- **Exercise brief**
All lines from the one with "Note to the class: indicate the wood paneling" to the end need to be copied exactly, with nothing before them.

- **Extracted information**
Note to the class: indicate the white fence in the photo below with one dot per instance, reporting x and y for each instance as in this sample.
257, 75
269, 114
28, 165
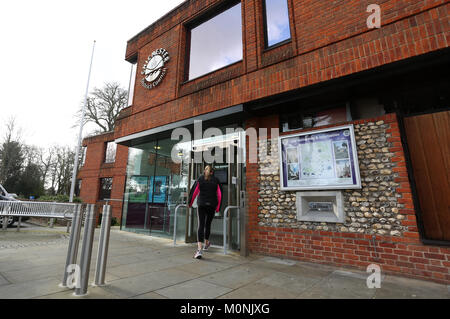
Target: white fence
37, 209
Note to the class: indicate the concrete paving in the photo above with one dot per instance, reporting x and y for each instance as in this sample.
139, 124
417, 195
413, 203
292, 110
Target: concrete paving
144, 267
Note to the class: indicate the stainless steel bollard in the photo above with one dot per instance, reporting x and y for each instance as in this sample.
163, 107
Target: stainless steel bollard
103, 244
86, 250
74, 241
5, 222
175, 223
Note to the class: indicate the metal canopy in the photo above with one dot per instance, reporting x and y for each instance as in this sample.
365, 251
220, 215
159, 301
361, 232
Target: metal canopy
190, 121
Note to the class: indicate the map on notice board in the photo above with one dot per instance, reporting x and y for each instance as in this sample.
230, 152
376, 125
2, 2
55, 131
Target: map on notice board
323, 159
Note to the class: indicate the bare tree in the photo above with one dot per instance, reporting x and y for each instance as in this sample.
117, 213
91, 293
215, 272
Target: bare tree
104, 105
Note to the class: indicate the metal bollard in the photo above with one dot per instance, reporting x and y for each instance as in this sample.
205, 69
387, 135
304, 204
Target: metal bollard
103, 244
86, 250
5, 223
74, 240
175, 223
225, 221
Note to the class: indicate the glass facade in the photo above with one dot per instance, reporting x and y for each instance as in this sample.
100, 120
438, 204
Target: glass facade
159, 174
216, 43
155, 186
105, 188
110, 152
277, 21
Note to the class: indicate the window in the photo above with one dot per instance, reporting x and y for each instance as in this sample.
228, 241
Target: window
105, 188
215, 43
132, 83
78, 187
83, 155
314, 118
276, 22
110, 152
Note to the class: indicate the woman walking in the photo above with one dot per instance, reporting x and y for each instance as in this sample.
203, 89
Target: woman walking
209, 192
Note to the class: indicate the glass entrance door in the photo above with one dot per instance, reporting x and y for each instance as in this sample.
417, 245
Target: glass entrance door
228, 171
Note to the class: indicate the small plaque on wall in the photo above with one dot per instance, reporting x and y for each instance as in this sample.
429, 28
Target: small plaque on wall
320, 207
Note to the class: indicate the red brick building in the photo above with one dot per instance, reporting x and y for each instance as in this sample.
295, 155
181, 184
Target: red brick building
376, 194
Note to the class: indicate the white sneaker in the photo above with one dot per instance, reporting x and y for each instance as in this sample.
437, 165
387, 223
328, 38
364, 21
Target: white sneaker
198, 254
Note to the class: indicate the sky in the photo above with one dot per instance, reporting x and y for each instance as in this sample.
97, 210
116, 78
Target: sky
45, 52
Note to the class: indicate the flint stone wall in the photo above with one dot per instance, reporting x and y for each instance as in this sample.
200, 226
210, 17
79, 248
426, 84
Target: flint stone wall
373, 209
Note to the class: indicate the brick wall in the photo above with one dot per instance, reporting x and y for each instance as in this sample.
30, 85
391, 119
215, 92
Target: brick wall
398, 250
95, 168
328, 42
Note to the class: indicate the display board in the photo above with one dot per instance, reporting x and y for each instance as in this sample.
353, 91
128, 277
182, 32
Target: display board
157, 191
137, 189
318, 160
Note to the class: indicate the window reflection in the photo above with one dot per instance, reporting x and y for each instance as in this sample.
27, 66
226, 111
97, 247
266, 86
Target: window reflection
216, 43
110, 152
155, 186
105, 188
277, 22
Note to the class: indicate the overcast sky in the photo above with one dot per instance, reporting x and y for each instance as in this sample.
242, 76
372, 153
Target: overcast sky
45, 52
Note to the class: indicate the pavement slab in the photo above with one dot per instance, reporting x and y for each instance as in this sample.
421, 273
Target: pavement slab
144, 267
194, 289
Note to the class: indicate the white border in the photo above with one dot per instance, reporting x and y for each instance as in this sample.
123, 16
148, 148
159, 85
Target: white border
324, 187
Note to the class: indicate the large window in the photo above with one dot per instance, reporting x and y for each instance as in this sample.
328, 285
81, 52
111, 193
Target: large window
78, 187
216, 43
105, 188
110, 152
277, 22
83, 155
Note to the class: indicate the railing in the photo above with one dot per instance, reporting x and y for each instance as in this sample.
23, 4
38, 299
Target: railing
175, 223
225, 221
35, 209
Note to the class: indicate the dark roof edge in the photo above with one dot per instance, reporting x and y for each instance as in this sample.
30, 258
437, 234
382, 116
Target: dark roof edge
134, 38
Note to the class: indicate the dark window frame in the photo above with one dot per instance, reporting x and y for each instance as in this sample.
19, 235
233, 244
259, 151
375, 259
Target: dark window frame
83, 155
101, 189
268, 47
188, 26
106, 152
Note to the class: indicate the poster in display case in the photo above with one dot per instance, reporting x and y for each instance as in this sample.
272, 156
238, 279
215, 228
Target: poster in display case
137, 189
319, 160
158, 189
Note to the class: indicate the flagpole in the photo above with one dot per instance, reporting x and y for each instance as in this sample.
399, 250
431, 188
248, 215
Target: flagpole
77, 151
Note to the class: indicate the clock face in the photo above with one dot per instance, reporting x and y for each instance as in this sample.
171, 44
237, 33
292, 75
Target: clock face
154, 70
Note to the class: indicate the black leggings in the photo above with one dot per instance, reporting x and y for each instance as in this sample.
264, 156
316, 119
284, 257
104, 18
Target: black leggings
205, 217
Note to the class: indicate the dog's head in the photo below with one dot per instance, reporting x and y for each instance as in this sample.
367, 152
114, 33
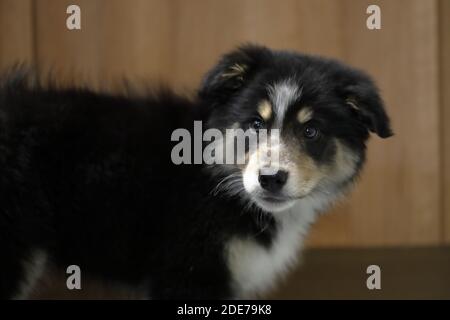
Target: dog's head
322, 110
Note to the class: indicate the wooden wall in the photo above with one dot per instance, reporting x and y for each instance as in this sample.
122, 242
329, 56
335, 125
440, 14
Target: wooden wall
402, 196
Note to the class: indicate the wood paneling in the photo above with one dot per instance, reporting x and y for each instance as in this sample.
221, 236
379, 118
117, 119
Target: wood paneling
444, 67
16, 32
400, 198
397, 201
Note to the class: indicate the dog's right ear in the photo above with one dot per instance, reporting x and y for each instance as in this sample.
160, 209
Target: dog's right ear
232, 73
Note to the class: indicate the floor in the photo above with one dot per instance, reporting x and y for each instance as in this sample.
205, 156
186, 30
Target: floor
406, 273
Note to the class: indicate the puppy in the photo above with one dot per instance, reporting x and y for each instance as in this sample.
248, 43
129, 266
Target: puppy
89, 179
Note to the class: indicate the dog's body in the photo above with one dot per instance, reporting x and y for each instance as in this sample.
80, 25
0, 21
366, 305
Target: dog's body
87, 179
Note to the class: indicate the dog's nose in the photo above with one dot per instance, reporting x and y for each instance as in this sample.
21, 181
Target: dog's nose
274, 182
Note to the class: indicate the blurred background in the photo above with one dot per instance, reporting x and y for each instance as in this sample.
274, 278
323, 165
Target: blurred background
399, 214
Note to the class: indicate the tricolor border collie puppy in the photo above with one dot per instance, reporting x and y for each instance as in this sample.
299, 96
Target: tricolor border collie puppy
87, 179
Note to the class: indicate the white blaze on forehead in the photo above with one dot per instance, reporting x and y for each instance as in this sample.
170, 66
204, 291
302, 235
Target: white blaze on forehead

- **Solution to this problem**
Note to the class: indicate the wood paneling in the photo above with one dot per instance, reporting x and y for each instance as in this sample.
221, 236
379, 118
117, 119
Target: wood paneling
444, 67
16, 32
400, 198
397, 201
Note to the class: indicate the dog's right ear in the photo above with one dot per instance, reporting x and y for each instance as in this sample.
160, 209
Target: dog's right ear
232, 73
Note to the class: indicate the floor in the photo above with one dot per instance, reporting x and y for each instance as in this sample.
205, 156
186, 30
Target: floor
406, 273
Note to the class: indicate the puppy in the photo above with one dot per instance, reporting x and y for each instance as in this sample.
248, 43
129, 266
Target: puppy
89, 179
Note to the class: indicate the dog's body in the photo above with one dot per instance, reporting x and y for each instance as in this sample.
80, 25
0, 21
366, 305
Target: dog's body
87, 179
Note to the class: indicate the dog's nose in the photo above with one dot per instance, reporting x and y for each instance as in this sample.
21, 181
Target: dog's nose
274, 182
Note to the class: indicate the blurred background in the photo above with one dot per instance, reporting x and y for each instance as in this sample.
274, 278
323, 165
Target: blurred background
399, 214
Note to the class: indicate the tricolor border collie puppy in the photo above with one dot per instance, reporting x and y for each instance as in this sample.
299, 96
Target: tricolor border collie puppy
87, 179
Note to the class: indicate the white blaze on forehead in the photo above with one dot per instance, reporting x and y for each instance as in this sample.
170, 66
204, 291
302, 235
Target: white blaze on forehead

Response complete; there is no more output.